Any pictures in the records below should be skipped; write out everything else exactly.

• **PROVIDED INFORMATION**
_ _ _ _
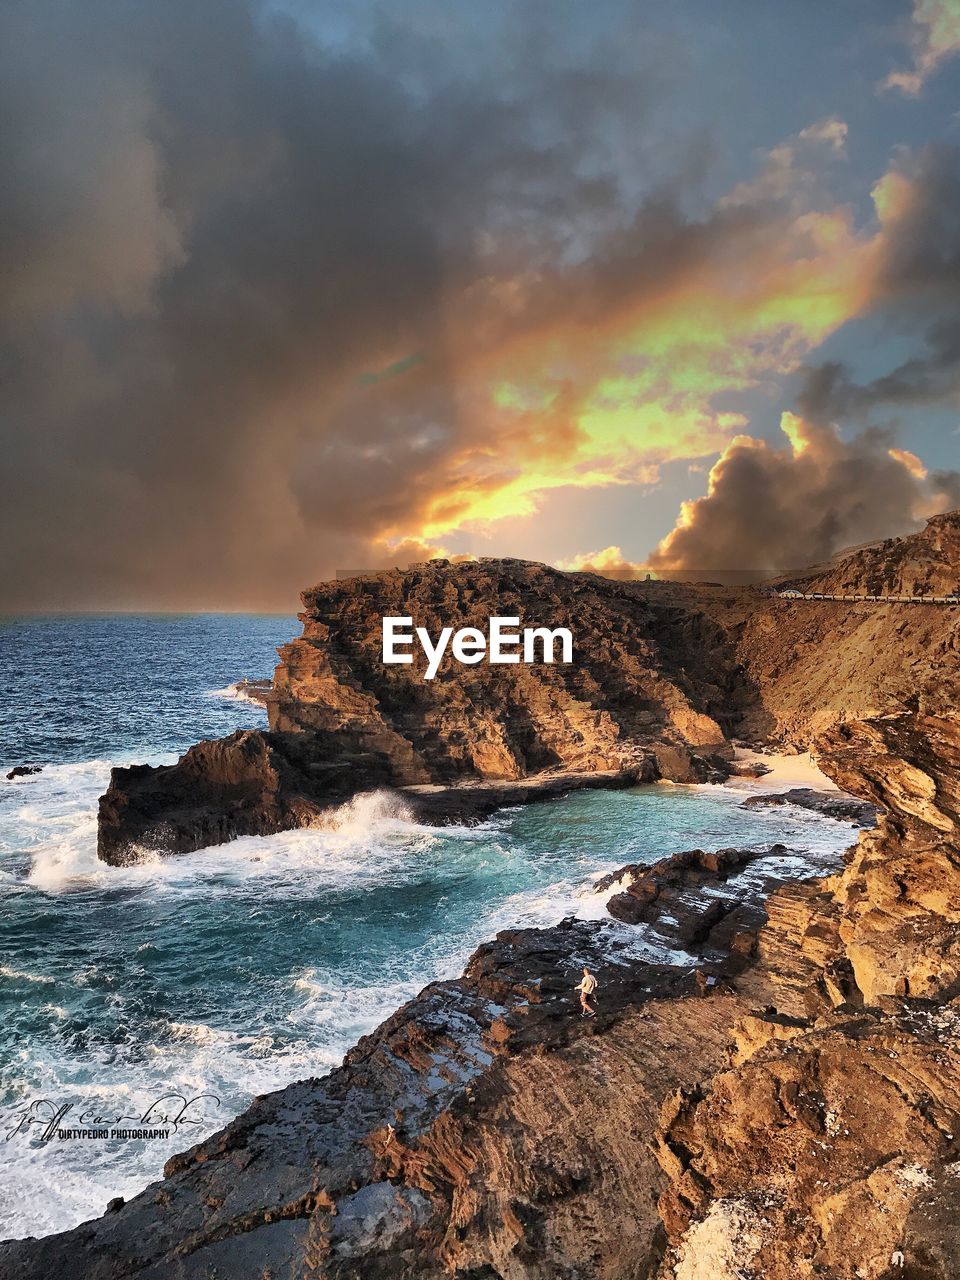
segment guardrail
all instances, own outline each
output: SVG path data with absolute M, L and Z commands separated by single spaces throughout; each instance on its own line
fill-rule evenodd
M 960 605 L 960 596 L 865 596 L 865 595 L 828 595 L 825 592 L 813 591 L 778 591 L 778 600 L 863 600 L 873 604 L 946 604 Z

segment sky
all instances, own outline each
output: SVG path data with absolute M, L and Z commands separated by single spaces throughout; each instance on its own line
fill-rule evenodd
M 960 507 L 960 0 L 7 0 L 0 610 Z

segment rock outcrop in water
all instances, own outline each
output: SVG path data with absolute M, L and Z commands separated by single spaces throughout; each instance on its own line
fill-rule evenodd
M 896 543 L 933 576 L 960 513 Z M 863 553 L 866 554 L 866 553 Z M 937 556 L 941 558 L 937 560 Z M 809 747 L 838 721 L 936 696 L 960 661 L 960 607 L 790 602 L 752 588 L 612 582 L 517 560 L 431 561 L 303 595 L 280 650 L 269 732 L 200 743 L 175 765 L 115 769 L 98 852 L 123 862 L 317 821 L 357 791 L 598 772 L 721 778 L 730 740 Z M 569 627 L 569 665 L 381 661 L 383 616 L 485 629 Z M 537 794 L 537 788 L 531 789 Z M 448 802 L 448 808 L 452 802 Z
M 866 800 L 838 795 L 834 791 L 817 791 L 813 787 L 791 787 L 789 791 L 763 792 L 760 795 L 748 796 L 741 807 L 770 809 L 784 804 L 794 804 L 800 809 L 822 813 L 825 818 L 855 822 L 858 826 L 864 827 L 872 827 L 877 818 L 876 806 Z
M 175 765 L 115 769 L 100 806 L 104 861 L 301 826 L 385 785 L 480 781 L 495 795 L 498 784 L 540 779 L 521 788 L 536 796 L 560 775 L 568 787 L 590 774 L 725 776 L 727 733 L 748 694 L 723 634 L 702 614 L 514 560 L 434 561 L 324 583 L 303 602 L 303 634 L 280 650 L 269 732 L 202 742 Z M 447 659 L 429 682 L 422 652 L 410 666 L 382 661 L 384 616 L 412 616 L 436 635 L 485 629 L 497 614 L 569 627 L 574 661 Z M 468 812 L 477 794 L 464 798 Z M 427 804 L 424 793 L 414 801 Z

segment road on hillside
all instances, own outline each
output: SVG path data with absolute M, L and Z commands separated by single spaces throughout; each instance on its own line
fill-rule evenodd
M 827 595 L 813 591 L 778 591 L 779 600 L 864 600 L 868 604 L 946 604 L 960 605 L 960 596 L 864 596 L 864 595 Z

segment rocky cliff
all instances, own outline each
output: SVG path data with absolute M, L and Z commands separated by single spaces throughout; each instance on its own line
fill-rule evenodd
M 960 593 L 960 511 L 933 516 L 919 533 L 854 550 L 825 572 L 804 579 L 803 589 L 878 596 L 956 595 Z
M 661 1108 L 662 1280 L 960 1274 L 960 725 L 848 724 L 822 752 L 886 816 L 772 896 L 763 1007 Z
M 820 752 L 883 810 L 840 872 L 625 867 L 634 923 L 499 935 L 129 1204 L 0 1245 L 0 1274 L 954 1280 L 960 726 L 901 712 Z
M 940 545 L 952 554 L 949 539 Z M 304 825 L 377 786 L 479 782 L 492 807 L 527 780 L 537 785 L 521 793 L 536 797 L 551 779 L 583 785 L 591 774 L 720 778 L 732 738 L 806 748 L 839 720 L 920 705 L 960 658 L 960 607 L 793 602 L 515 560 L 432 561 L 323 583 L 303 601 L 302 635 L 279 651 L 269 732 L 200 743 L 175 765 L 115 769 L 101 858 Z M 409 666 L 381 660 L 384 616 L 436 635 L 482 630 L 494 614 L 568 627 L 573 662 L 447 657 L 425 681 L 422 652 Z M 484 807 L 476 789 L 413 799 L 425 816 L 431 803 L 449 816 Z
M 728 735 L 753 697 L 708 615 L 591 574 L 433 561 L 323 583 L 303 602 L 303 634 L 279 651 L 270 731 L 200 743 L 172 766 L 115 769 L 100 807 L 101 858 L 300 826 L 383 785 L 723 777 Z M 485 630 L 491 615 L 568 627 L 573 662 L 448 657 L 425 681 L 422 651 L 409 666 L 382 661 L 385 616 L 412 617 L 435 636 Z
M 493 581 L 497 611 L 589 635 L 586 675 L 477 671 L 466 699 L 438 677 L 433 715 L 407 669 L 371 659 L 373 620 L 432 600 L 425 622 L 469 624 L 494 612 L 471 595 Z M 538 614 L 548 597 L 567 614 Z M 107 853 L 165 823 L 193 847 L 313 820 L 377 770 L 482 806 L 571 769 L 692 770 L 736 734 L 812 745 L 879 823 L 798 884 L 777 849 L 624 867 L 602 886 L 609 921 L 499 935 L 129 1204 L 0 1245 L 0 1275 L 955 1280 L 958 611 L 513 562 L 328 585 L 305 606 L 271 731 L 119 771 Z M 593 1019 L 572 991 L 584 964 Z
_ _ _ _
• **EXERCISE ANSWER**
segment guardrail
all instances, own outline each
output: SVG path data with absolute M, L and Z commands separated by single spaces throughout; each instance on its own line
fill-rule evenodd
M 960 605 L 960 596 L 865 596 L 865 595 L 828 595 L 825 592 L 813 591 L 778 591 L 778 600 L 863 600 L 873 604 L 946 604 Z

segment sky
all instances, own outline each
output: SVG path data with absolute M, L and Z commands separated by single spaces throughout; each instance on its own line
fill-rule evenodd
M 960 507 L 960 0 L 7 0 L 0 610 Z

segment rock outcrop in water
all instances, own outline each
output: SVG path data with absolute M, L and Z commands separated by single spaces throughout; each instance on its own line
fill-rule evenodd
M 896 543 L 933 576 L 960 513 Z M 863 553 L 866 554 L 866 553 Z M 937 556 L 941 558 L 937 560 Z M 809 747 L 838 721 L 936 696 L 960 661 L 960 607 L 790 602 L 752 588 L 612 582 L 517 560 L 431 561 L 303 595 L 280 650 L 269 732 L 200 743 L 175 765 L 115 769 L 98 852 L 123 862 L 317 821 L 357 791 L 598 772 L 721 778 L 730 740 Z M 569 627 L 569 665 L 381 661 L 383 616 L 485 629 Z M 537 794 L 537 788 L 531 789 Z M 448 802 L 448 808 L 452 802 Z
M 866 800 L 838 795 L 834 791 L 817 791 L 813 787 L 791 787 L 789 791 L 763 792 L 760 795 L 748 796 L 741 807 L 770 809 L 784 804 L 794 804 L 800 809 L 822 813 L 825 818 L 855 822 L 858 826 L 864 827 L 872 827 L 877 818 L 876 806 Z
M 175 765 L 115 769 L 100 806 L 104 861 L 301 826 L 385 785 L 480 781 L 495 795 L 498 784 L 540 779 L 521 788 L 536 796 L 560 775 L 568 787 L 590 774 L 725 776 L 727 733 L 748 694 L 723 634 L 702 614 L 514 560 L 434 561 L 324 583 L 303 602 L 303 634 L 280 650 L 269 732 L 202 742 Z M 447 659 L 429 682 L 422 652 L 410 666 L 382 661 L 384 616 L 412 616 L 436 635 L 485 629 L 497 614 L 569 627 L 574 661 Z M 468 812 L 477 794 L 464 798 Z M 427 804 L 424 793 L 414 801 Z

segment road on hillside
all instances, own outline each
output: SVG path data with absolute M, L and Z commands separated by single spaces throughout; each instance on its own line
fill-rule evenodd
M 827 595 L 813 591 L 778 591 L 779 600 L 864 600 L 868 604 L 946 604 L 960 605 L 960 596 L 864 596 L 864 595 Z

segment rocky cliff
all instances, own outline each
output: SVG path data with absolute M, L and Z commands separated by single spaces throughout; each instance on its own line
fill-rule evenodd
M 960 593 L 960 511 L 933 516 L 919 533 L 854 550 L 825 572 L 804 579 L 803 589 L 878 596 L 956 595 Z
M 661 1108 L 662 1280 L 960 1274 L 960 725 L 848 724 L 822 752 L 886 816 L 772 896 L 763 1007 Z
M 820 752 L 883 810 L 840 872 L 625 867 L 634 923 L 499 935 L 129 1204 L 0 1245 L 0 1274 L 954 1280 L 960 726 L 901 712 Z
M 940 545 L 952 554 L 949 539 Z M 304 825 L 377 786 L 479 782 L 492 807 L 527 780 L 537 785 L 521 793 L 536 797 L 551 779 L 583 785 L 591 774 L 720 778 L 732 738 L 806 748 L 839 720 L 920 705 L 960 658 L 960 607 L 793 602 L 515 560 L 432 561 L 323 583 L 303 601 L 302 635 L 279 651 L 269 732 L 200 743 L 175 765 L 115 769 L 101 858 Z M 409 666 L 381 660 L 384 616 L 436 635 L 482 630 L 494 614 L 568 627 L 573 662 L 447 657 L 425 681 L 422 652 Z M 484 807 L 476 789 L 413 799 L 425 816 L 431 803 L 449 816 Z
M 728 735 L 753 697 L 708 615 L 591 574 L 433 561 L 323 583 L 303 602 L 303 634 L 279 651 L 270 731 L 200 743 L 172 766 L 115 769 L 100 807 L 101 858 L 300 826 L 383 785 L 723 777 Z M 485 630 L 491 615 L 568 627 L 573 662 L 448 657 L 425 681 L 422 651 L 409 666 L 382 661 L 385 616 L 412 617 L 435 636 Z
M 493 581 L 497 611 L 589 635 L 586 675 L 477 671 L 466 699 L 438 677 L 433 715 L 407 669 L 371 659 L 373 620 L 432 600 L 425 622 L 469 624 L 494 612 L 471 595 Z M 538 614 L 548 597 L 567 614 Z M 107 853 L 165 823 L 193 847 L 313 820 L 377 770 L 482 806 L 571 769 L 692 770 L 736 734 L 812 745 L 879 823 L 798 884 L 777 849 L 624 867 L 602 886 L 609 921 L 499 935 L 129 1204 L 0 1245 L 0 1275 L 955 1280 L 958 611 L 513 562 L 328 585 L 305 606 L 271 731 L 119 771 Z M 593 1019 L 572 991 L 584 964 Z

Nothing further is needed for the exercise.